*** Opening of Record extracts ***
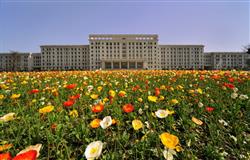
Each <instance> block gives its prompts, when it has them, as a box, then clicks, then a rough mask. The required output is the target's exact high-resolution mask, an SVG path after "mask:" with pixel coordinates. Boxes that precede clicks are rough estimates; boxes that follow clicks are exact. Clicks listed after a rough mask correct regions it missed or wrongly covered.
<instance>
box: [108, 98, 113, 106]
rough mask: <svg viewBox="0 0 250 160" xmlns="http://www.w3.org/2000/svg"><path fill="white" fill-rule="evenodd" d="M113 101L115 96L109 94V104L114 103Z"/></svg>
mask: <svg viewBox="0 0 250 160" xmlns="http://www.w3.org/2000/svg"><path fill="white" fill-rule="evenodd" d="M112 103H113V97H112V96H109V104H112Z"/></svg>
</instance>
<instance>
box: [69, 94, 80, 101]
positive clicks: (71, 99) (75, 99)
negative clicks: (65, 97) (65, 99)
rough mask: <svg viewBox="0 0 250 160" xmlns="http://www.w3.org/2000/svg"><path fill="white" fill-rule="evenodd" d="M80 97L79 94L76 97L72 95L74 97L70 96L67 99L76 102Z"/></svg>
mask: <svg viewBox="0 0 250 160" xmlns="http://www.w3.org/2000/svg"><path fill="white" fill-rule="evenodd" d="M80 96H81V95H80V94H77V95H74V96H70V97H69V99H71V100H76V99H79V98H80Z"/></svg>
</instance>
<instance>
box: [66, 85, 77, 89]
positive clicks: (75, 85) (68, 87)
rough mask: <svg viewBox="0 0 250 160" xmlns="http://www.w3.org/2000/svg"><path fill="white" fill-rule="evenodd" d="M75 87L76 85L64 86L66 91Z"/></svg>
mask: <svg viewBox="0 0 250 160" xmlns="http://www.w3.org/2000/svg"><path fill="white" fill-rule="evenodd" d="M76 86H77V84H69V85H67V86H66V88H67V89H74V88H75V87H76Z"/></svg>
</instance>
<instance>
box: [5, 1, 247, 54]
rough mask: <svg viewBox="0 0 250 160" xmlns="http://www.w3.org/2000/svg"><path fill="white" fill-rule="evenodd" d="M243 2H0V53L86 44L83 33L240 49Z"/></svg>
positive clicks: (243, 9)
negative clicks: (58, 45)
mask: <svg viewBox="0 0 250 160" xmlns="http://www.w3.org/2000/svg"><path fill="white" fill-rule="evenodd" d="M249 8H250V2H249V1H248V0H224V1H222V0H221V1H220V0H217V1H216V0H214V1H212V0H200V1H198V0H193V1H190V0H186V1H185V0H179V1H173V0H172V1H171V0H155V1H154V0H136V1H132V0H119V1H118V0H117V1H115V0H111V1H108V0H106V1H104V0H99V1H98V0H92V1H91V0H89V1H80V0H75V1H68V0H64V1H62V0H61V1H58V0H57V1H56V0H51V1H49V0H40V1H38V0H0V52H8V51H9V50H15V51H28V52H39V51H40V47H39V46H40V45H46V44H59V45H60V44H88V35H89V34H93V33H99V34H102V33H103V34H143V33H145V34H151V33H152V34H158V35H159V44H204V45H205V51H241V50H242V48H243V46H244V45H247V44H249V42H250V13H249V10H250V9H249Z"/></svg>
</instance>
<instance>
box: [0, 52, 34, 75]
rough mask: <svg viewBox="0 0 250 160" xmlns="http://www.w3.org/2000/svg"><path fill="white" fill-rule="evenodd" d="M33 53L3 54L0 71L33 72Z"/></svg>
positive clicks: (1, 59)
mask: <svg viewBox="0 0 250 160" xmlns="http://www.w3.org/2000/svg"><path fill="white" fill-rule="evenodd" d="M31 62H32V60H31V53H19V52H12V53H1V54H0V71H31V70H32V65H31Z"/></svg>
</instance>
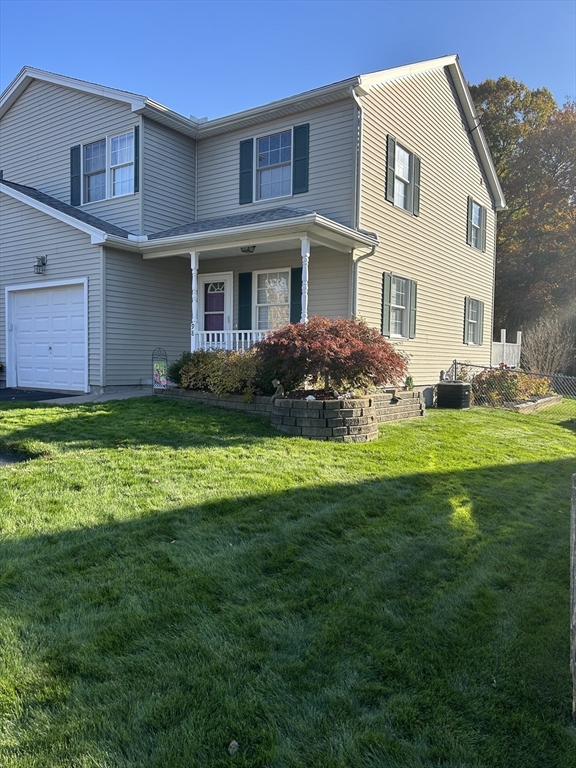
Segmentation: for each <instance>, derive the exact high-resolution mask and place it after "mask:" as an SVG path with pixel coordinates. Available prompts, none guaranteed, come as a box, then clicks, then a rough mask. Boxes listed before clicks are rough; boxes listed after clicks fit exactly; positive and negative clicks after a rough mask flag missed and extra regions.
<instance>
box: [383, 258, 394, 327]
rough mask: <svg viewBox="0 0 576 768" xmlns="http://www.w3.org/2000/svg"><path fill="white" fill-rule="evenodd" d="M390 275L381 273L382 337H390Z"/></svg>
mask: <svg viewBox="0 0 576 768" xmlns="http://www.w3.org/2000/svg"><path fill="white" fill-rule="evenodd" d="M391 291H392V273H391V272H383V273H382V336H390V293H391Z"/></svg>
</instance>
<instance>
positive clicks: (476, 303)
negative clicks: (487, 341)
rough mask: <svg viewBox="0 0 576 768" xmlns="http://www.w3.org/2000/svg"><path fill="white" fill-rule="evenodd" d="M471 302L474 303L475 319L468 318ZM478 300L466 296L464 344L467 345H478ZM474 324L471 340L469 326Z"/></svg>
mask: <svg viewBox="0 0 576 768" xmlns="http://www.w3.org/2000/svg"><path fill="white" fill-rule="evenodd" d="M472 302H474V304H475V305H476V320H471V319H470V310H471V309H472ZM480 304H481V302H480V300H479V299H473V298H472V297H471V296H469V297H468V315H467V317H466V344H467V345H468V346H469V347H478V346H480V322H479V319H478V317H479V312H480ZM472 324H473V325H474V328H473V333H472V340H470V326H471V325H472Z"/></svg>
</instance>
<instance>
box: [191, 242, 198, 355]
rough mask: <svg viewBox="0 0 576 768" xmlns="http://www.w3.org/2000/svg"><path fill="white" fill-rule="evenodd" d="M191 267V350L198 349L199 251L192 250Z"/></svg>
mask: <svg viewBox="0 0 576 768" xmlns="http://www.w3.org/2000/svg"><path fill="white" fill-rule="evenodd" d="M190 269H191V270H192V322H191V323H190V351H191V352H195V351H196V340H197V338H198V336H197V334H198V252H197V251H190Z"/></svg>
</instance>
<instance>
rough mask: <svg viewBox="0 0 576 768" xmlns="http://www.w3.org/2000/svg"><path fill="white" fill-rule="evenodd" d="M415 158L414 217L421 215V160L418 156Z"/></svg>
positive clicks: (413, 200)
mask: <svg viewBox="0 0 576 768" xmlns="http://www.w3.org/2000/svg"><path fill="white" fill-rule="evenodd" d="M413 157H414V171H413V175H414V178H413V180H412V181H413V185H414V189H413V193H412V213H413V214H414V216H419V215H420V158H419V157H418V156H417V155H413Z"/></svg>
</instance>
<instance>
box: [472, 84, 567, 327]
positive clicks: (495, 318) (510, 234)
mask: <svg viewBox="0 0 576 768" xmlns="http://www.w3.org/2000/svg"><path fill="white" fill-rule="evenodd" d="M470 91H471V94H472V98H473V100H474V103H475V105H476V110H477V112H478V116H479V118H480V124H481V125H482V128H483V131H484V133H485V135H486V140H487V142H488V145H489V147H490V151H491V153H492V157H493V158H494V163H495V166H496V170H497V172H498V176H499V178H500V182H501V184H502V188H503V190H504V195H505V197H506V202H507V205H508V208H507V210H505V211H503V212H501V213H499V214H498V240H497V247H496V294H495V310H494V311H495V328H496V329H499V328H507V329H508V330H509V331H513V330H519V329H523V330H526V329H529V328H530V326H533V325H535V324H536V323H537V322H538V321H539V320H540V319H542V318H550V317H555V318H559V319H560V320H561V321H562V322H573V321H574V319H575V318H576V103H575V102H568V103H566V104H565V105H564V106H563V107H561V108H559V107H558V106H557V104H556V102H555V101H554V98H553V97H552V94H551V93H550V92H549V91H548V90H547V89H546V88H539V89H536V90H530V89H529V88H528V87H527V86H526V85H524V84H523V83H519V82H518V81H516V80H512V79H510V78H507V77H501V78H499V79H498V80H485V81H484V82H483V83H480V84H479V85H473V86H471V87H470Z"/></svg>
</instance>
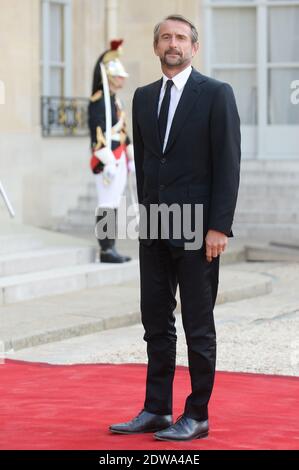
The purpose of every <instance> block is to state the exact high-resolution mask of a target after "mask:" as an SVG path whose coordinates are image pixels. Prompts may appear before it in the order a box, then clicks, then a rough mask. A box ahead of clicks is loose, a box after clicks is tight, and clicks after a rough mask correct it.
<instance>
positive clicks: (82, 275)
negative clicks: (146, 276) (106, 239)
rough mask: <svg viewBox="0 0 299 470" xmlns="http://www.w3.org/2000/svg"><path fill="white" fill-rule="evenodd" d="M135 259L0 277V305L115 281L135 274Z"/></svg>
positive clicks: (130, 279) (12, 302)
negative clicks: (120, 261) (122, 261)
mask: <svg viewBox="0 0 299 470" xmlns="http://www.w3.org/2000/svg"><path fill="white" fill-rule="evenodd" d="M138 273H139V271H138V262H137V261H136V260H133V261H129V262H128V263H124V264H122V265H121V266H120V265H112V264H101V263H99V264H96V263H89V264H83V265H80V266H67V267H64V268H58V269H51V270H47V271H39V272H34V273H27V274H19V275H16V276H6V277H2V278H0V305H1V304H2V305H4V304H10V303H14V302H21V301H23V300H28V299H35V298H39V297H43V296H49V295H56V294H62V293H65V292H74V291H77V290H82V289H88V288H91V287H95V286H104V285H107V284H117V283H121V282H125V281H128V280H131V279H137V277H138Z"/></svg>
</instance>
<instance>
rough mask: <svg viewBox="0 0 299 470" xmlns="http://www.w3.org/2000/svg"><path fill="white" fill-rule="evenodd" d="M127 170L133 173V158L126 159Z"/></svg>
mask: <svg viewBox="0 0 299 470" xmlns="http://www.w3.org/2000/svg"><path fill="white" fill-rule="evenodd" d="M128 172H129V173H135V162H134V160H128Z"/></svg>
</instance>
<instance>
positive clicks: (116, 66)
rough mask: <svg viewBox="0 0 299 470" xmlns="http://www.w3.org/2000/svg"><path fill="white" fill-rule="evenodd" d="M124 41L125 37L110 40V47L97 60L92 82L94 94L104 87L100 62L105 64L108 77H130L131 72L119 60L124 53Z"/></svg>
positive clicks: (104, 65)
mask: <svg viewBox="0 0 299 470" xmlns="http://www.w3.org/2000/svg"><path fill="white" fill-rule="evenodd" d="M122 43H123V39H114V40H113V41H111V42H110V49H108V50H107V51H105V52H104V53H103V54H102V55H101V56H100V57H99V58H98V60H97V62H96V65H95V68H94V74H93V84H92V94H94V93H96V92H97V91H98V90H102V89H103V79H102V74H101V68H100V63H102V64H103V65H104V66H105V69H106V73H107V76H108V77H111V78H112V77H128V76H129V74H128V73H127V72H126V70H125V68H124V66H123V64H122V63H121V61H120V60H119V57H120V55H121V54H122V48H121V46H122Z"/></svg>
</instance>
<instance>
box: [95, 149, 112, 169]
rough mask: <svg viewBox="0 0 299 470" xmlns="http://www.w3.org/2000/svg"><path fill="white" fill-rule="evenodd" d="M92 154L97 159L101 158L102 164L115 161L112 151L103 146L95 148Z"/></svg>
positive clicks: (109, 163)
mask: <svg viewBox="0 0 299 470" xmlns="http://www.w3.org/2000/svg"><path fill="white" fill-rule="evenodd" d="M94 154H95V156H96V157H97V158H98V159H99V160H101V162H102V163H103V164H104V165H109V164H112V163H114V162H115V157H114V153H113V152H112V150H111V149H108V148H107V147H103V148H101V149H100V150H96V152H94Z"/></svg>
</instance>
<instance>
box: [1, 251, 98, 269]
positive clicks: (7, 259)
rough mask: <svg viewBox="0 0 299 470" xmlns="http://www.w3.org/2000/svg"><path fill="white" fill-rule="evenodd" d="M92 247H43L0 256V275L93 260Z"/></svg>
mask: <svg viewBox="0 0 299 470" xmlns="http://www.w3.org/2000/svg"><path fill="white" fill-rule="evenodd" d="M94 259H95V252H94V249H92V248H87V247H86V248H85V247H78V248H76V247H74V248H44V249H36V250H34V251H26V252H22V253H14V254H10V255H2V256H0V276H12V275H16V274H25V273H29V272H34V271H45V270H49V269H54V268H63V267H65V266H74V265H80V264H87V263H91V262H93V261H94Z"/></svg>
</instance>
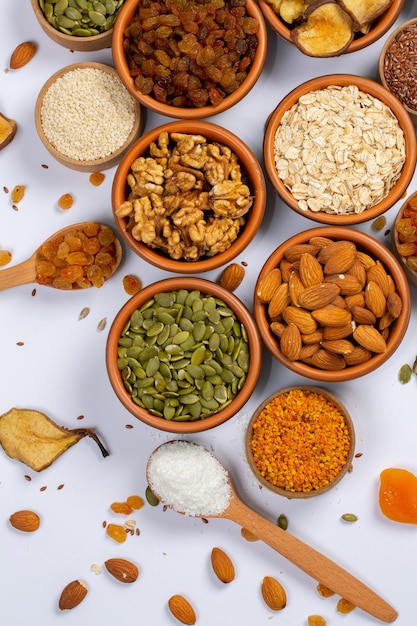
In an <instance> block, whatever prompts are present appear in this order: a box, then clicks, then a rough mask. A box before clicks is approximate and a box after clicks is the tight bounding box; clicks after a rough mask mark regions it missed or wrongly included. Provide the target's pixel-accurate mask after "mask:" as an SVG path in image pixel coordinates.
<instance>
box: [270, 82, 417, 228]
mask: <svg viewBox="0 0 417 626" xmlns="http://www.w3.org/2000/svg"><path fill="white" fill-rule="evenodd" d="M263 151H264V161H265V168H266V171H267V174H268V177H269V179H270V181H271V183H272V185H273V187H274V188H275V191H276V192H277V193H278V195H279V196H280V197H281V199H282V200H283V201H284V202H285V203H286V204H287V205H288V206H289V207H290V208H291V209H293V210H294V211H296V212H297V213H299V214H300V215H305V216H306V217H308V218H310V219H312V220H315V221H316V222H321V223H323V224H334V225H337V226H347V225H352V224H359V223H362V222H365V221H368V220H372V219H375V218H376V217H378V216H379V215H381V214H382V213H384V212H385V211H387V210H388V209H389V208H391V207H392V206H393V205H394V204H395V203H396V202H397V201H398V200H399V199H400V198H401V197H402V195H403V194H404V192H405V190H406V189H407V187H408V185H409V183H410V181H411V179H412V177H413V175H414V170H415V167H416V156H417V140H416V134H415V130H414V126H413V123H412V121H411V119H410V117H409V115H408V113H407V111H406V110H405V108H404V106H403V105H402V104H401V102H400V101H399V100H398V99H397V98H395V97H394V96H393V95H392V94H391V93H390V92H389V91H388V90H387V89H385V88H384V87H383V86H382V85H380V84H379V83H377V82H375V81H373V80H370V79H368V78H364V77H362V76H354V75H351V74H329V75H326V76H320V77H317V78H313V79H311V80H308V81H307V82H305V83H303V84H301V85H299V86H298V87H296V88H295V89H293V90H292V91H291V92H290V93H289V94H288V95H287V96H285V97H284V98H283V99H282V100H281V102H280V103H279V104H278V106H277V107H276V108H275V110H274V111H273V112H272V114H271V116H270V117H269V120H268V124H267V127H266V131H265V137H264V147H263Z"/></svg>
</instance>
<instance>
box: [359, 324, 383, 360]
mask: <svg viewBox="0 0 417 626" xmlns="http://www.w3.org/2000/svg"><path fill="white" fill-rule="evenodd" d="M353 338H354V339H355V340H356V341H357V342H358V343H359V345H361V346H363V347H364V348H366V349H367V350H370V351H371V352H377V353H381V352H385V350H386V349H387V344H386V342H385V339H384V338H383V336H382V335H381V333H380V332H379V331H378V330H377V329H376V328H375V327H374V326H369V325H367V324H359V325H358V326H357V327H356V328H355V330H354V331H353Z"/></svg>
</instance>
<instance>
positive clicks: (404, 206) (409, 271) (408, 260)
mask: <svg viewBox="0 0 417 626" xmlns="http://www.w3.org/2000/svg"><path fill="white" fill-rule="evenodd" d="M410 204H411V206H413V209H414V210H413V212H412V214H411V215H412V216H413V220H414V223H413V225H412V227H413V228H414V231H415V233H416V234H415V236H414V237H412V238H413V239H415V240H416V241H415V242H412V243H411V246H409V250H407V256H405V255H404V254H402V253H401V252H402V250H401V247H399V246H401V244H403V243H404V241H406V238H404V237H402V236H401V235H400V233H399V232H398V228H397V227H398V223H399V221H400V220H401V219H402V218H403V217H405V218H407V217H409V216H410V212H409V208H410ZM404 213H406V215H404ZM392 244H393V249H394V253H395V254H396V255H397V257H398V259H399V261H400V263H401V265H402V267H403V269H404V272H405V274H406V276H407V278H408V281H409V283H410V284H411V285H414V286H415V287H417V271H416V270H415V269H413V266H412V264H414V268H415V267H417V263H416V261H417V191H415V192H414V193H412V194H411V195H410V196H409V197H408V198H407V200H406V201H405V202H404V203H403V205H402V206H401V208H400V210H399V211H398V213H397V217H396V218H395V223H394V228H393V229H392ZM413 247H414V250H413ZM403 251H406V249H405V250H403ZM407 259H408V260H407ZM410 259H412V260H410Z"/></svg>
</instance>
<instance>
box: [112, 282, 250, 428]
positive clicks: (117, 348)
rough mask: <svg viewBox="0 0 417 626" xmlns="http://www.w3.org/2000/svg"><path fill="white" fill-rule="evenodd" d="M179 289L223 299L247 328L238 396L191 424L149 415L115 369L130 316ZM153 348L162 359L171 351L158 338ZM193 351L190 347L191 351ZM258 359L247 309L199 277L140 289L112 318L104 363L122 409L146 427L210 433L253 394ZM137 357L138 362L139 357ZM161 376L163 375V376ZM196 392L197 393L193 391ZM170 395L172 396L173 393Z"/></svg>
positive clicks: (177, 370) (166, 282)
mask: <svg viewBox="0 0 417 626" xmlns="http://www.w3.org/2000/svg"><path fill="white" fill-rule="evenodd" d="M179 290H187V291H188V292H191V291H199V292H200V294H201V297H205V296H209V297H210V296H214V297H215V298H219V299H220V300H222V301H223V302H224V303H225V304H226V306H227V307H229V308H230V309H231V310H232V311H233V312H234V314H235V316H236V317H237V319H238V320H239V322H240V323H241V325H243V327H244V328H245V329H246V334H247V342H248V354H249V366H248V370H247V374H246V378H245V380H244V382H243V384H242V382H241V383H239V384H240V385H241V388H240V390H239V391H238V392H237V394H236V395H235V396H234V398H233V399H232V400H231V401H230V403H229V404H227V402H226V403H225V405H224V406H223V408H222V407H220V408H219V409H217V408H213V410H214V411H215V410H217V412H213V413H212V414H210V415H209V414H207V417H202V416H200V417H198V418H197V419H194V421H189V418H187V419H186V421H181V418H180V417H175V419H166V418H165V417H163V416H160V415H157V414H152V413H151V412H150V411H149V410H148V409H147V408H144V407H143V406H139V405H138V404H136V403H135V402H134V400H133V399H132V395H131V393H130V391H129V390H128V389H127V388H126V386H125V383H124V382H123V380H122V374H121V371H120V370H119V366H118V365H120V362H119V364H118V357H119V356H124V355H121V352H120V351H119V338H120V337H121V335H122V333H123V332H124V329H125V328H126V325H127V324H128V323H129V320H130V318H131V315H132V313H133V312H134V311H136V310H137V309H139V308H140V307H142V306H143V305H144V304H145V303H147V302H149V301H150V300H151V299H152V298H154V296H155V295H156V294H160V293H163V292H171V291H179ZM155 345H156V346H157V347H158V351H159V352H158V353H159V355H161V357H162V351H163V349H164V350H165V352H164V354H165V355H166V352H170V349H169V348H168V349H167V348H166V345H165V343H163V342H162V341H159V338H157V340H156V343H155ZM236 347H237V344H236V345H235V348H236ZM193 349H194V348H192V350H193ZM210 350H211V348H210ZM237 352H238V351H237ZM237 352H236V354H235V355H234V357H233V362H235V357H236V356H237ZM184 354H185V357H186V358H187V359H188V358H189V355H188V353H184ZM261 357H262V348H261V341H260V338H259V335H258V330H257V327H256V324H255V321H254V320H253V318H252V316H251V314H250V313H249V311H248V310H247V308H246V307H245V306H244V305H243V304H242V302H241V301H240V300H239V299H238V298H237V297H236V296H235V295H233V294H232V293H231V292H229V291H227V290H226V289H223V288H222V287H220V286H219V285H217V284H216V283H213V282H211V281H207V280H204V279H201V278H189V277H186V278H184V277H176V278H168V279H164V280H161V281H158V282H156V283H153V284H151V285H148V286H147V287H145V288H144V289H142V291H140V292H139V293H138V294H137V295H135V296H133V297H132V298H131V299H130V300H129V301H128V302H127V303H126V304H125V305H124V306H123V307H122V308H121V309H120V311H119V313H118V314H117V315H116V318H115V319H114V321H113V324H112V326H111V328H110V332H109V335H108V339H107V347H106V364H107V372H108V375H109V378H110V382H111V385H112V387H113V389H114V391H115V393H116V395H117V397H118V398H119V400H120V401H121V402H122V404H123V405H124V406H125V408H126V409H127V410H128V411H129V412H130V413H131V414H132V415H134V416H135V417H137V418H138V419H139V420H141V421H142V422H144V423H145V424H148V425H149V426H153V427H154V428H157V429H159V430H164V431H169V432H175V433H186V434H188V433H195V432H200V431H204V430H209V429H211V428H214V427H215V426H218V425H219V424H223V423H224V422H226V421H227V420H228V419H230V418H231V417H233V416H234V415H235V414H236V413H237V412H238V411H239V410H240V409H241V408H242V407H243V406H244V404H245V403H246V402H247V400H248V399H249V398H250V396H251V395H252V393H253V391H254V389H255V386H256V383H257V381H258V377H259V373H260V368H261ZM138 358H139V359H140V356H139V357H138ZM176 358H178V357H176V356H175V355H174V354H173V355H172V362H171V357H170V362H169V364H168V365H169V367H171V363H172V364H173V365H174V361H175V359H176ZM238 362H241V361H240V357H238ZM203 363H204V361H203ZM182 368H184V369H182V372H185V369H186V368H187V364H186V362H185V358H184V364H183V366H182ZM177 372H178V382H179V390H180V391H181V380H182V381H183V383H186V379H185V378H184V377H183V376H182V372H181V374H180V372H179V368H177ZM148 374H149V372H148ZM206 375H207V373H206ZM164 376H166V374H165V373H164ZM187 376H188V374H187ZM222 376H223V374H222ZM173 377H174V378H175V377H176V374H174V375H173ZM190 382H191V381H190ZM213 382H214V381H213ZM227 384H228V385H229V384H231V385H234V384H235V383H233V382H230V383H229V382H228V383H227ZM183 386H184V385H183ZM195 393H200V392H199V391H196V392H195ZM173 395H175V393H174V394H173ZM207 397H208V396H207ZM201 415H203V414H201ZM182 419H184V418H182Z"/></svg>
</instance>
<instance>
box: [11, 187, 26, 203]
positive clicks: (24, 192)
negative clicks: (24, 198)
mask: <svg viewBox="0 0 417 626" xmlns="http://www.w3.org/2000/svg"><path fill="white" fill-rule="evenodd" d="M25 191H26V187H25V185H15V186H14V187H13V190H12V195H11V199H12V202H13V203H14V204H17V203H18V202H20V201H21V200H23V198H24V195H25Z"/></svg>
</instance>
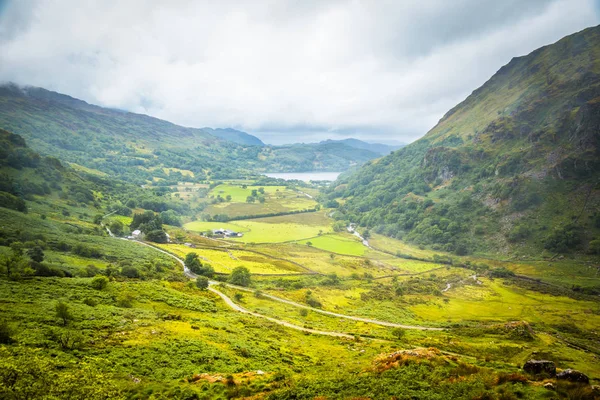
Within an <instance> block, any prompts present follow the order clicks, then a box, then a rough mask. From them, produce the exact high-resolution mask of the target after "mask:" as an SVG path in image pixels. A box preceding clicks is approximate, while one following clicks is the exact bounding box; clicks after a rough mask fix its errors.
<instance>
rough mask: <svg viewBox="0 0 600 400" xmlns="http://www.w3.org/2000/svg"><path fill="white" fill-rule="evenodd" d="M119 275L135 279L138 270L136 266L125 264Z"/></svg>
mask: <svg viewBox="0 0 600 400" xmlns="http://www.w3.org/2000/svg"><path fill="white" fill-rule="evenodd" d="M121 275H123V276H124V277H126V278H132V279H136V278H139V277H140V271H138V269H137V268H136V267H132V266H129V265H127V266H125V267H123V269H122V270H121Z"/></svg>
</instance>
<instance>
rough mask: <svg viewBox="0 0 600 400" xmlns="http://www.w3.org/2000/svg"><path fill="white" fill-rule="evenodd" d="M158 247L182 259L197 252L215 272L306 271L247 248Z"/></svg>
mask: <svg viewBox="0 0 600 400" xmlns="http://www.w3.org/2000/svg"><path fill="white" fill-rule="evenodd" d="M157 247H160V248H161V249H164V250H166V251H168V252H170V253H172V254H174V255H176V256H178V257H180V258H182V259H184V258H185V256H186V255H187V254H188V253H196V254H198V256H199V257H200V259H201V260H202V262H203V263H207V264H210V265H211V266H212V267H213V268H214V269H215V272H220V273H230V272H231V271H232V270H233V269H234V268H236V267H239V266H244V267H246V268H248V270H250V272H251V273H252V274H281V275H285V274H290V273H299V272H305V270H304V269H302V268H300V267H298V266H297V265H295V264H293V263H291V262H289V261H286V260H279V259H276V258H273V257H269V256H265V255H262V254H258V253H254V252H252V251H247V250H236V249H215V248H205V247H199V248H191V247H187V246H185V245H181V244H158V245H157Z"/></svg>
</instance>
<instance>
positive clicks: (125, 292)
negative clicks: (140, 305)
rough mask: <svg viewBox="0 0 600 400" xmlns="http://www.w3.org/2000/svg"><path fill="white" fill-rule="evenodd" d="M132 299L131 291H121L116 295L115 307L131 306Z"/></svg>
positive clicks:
*** Close of Record extracts ***
Establish how many lines of the data above contain "image". State that number and no more.

_Exercise output_.
3